Task item: Of all the lines below, output only those starting at the one with "Please drop a marker on every instance of the red" and ending at the one with "Please drop a marker on every instance of the woman in", both ends included, exactly as written.

Source material:
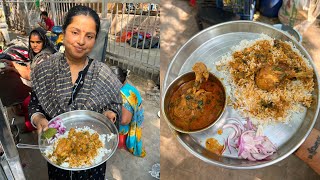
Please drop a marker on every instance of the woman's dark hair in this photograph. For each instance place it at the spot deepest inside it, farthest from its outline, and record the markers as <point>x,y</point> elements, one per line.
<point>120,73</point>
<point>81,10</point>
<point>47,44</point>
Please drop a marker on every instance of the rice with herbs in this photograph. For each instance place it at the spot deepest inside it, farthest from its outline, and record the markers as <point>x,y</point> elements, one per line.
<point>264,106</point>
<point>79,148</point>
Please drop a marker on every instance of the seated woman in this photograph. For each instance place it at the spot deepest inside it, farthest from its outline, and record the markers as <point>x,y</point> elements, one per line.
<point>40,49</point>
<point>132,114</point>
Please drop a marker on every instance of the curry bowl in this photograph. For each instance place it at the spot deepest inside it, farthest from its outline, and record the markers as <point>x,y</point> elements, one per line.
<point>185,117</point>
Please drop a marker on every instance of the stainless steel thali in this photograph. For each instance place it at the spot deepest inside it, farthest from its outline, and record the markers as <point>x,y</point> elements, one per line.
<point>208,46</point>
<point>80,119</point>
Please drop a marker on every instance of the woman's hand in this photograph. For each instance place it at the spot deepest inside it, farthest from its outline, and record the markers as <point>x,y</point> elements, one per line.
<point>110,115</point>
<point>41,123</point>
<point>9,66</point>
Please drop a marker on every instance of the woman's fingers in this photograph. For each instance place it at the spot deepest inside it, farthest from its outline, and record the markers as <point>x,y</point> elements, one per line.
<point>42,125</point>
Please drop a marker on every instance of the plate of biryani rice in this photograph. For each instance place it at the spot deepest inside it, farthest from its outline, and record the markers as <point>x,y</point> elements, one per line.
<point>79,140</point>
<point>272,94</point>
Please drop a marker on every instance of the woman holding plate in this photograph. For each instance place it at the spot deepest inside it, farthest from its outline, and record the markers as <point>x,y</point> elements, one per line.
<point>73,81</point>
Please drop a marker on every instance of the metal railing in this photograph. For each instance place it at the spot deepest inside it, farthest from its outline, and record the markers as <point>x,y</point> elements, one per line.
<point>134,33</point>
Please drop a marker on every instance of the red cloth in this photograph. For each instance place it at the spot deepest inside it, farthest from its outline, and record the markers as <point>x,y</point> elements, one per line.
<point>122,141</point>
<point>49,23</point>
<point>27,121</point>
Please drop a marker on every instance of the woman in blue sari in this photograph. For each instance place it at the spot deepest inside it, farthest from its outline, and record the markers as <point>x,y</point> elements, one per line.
* * *
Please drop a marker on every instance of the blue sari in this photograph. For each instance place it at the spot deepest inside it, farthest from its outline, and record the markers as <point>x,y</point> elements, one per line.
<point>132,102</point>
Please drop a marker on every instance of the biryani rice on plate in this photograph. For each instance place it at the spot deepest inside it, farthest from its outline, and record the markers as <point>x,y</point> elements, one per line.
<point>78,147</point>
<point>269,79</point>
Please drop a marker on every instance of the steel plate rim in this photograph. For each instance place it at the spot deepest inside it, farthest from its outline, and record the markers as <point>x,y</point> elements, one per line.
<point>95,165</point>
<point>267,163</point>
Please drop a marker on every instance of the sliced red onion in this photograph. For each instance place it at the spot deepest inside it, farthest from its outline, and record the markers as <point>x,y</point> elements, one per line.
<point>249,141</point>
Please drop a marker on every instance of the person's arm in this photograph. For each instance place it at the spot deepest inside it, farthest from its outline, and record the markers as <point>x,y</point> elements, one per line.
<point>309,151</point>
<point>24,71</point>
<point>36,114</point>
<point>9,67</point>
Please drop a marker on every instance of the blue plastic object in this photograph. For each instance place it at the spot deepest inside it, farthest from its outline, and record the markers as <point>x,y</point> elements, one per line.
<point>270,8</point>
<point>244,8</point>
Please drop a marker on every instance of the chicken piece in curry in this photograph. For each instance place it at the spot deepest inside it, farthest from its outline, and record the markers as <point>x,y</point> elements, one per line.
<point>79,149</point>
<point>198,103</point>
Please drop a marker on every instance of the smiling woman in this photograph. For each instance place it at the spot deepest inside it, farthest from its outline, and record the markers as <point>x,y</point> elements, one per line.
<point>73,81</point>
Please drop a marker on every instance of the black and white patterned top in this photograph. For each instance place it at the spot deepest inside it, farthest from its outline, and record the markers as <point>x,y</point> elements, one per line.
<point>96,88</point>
--
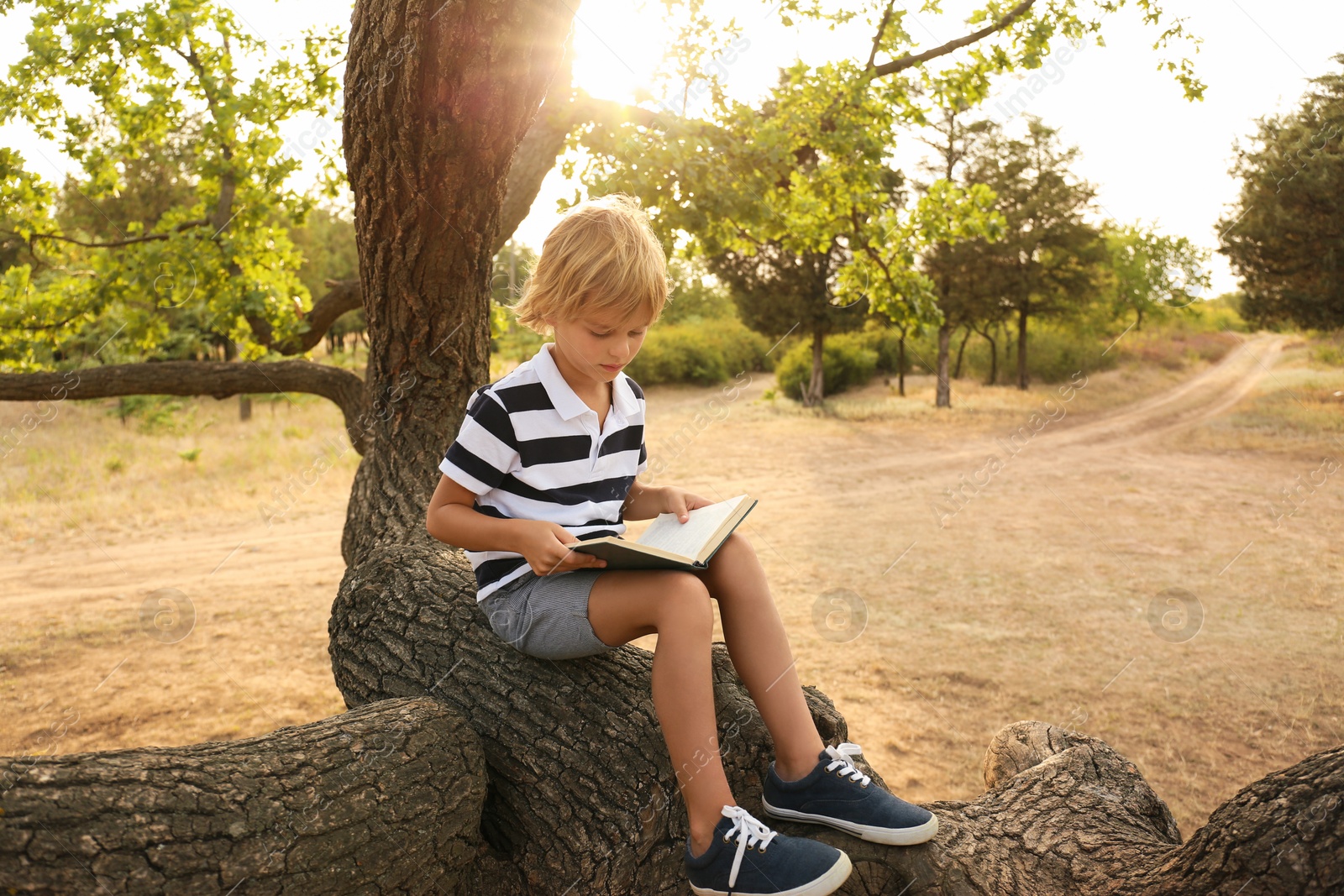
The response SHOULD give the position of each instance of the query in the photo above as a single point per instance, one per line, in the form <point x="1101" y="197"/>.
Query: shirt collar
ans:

Written response:
Please drop a marker on every instance of the red cloth in this photograph. For each instance place it at the spot deepest inside it, farthest from its outline, and record the markers as <point>x,y</point> elements, one per line.
<point>122,141</point>
<point>49,23</point>
<point>27,121</point>
Please drop a marker on every instance of the woman in blue sari in this photograph. For each instance place it at the spot deepest inside it, farthest from its outline, and record the markers as <point>x,y</point> elements, one per line.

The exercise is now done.